Task requirements:
1: List every call sign that the article on radio station KUDD says this station has used, including its current one.
2: Continue the article about the Utah radio station KUDD, picking up after its last sentence.

Passage:
====================

KUDD (105.1 FM, "Mix 105.1") is an American radio station broadcasting a Top 40 (CHR) format serving Salt Lake City and surrounding areas, that's licensed to American Fork, Utah. This station is owned by Dell Loy Hansen, through Broadway Media LS, LLC. Its studios are in Downtown Salt Lake City and its transmitter site is located southwest of the city of Farnsworth Peak in the Oquirrh Mountains.

KUDD has been granted a U.S. Federal Communications Commission construction permit to change the city of license to American Fork, Utah (from Roy, Utah), move to a new transmitter site, decrease ERP to 15,000 watts and increase HAAT to 1,243 meters.

History
The station signed on the air in December 1978 with the call letters KMXU. On January 9, 2004, the station changed its call sign to KNJQ. On June 7, 2006, the station changed its call sign to KAUU.

Until October 27, 2015, 105.1 had been simulcasting sister station KEGA; on that date, the station began stunting with Christmas music as "105.1 The Gift", when it moved to Farnsworth Peak from its former transmitter site east of Hop Creek Ridge in central Utah. The station also changed its city of license from Manti, Utah to American Fork.

====================

Supplied information:
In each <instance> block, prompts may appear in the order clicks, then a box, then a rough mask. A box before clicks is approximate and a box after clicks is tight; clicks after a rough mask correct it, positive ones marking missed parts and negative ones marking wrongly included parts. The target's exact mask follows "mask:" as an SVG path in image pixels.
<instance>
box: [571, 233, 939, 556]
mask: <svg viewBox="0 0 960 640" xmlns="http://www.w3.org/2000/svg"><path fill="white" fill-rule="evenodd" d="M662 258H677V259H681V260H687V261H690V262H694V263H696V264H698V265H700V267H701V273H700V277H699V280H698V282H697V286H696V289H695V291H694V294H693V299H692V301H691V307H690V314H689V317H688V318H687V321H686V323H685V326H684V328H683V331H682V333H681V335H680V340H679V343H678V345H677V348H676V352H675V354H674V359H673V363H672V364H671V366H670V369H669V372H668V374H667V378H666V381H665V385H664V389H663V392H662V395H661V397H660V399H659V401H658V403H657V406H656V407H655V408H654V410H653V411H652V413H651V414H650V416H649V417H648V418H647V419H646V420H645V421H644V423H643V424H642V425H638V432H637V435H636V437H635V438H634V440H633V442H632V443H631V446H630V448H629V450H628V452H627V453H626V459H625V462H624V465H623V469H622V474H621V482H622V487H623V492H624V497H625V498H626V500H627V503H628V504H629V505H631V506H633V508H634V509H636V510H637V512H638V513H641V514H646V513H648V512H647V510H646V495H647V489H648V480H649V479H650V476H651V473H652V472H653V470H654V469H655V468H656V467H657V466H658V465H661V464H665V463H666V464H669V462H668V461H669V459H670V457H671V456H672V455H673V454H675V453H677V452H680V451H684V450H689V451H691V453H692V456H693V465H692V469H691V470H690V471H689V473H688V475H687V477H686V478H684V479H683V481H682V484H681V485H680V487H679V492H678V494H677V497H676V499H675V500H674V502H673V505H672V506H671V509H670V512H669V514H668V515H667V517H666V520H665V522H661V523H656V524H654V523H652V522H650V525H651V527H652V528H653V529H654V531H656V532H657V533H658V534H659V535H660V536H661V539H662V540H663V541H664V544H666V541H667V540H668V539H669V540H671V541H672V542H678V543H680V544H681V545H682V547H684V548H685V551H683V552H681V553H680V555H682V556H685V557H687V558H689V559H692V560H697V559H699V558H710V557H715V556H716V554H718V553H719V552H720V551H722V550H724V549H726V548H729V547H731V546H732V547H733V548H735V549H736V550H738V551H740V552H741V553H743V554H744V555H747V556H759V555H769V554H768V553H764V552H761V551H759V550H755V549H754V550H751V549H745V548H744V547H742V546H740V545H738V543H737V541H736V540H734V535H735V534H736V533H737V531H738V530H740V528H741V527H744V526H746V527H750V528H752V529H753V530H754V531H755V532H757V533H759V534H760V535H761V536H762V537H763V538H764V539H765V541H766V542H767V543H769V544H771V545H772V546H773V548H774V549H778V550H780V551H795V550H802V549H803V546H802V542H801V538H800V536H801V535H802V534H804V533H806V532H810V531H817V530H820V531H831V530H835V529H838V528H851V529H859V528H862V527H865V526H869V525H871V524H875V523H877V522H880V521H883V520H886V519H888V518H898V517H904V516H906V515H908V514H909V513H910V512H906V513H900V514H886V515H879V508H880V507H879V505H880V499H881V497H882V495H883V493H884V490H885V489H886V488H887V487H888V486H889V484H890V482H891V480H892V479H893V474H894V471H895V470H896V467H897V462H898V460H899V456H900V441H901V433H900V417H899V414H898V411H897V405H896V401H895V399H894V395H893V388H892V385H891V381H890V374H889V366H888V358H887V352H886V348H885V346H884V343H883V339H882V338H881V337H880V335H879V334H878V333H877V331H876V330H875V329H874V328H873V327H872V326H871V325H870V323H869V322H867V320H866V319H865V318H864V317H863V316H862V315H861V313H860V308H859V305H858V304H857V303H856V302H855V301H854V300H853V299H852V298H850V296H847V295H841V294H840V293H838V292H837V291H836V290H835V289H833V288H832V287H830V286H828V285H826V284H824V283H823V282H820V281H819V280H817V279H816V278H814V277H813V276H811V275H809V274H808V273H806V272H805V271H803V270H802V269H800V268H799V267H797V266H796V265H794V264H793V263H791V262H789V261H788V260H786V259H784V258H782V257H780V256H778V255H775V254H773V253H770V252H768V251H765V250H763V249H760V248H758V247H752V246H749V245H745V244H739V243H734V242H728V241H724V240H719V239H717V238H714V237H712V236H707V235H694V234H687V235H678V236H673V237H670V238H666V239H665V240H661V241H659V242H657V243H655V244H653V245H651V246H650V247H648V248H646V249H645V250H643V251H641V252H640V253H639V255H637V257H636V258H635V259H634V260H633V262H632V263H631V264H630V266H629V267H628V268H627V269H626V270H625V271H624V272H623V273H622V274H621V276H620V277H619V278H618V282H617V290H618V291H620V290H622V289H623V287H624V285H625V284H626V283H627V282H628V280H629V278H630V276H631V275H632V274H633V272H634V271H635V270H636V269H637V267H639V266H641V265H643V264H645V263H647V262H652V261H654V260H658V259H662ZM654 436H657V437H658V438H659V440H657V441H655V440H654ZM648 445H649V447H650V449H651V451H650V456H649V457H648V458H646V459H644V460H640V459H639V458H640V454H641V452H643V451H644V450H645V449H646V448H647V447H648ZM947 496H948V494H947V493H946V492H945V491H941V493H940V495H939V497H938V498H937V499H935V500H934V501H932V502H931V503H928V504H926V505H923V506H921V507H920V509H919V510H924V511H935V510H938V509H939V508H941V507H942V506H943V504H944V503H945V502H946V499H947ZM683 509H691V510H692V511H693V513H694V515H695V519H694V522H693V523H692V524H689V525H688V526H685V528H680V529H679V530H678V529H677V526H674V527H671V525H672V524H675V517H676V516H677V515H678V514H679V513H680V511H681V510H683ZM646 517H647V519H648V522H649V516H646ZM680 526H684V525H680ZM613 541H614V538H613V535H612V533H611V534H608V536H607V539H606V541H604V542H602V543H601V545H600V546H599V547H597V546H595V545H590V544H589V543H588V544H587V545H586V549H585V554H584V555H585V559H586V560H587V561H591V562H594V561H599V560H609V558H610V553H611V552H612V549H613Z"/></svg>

====================

List of answers:
1: KMXU, KNJQ, KAUU, KUDD

2:
On December 2, 2015 Broadway announced they would donate KUDD to Community Wireless, which in turn would move KPCW-FM down from 91.9 to 91.7, with the "Mix" format moving to 105.1.

On December 27, 2015 the station shifted to dance music as just "105.1 FM" as a placeholder format until the move took place on March 31, 2016 at 10:51 a.m., with "New Romantics" by Taylor Swift as the first song after the move. The station concurrently changed its call sign to KUDD with the move.

HD Radio
KUDD broadcasts in HD Radio with three subchannels: 

 KUDD-HD1 is a digital simulcast of the analog signal 
 KUDD-HD2 airs Oldies "Kool FM"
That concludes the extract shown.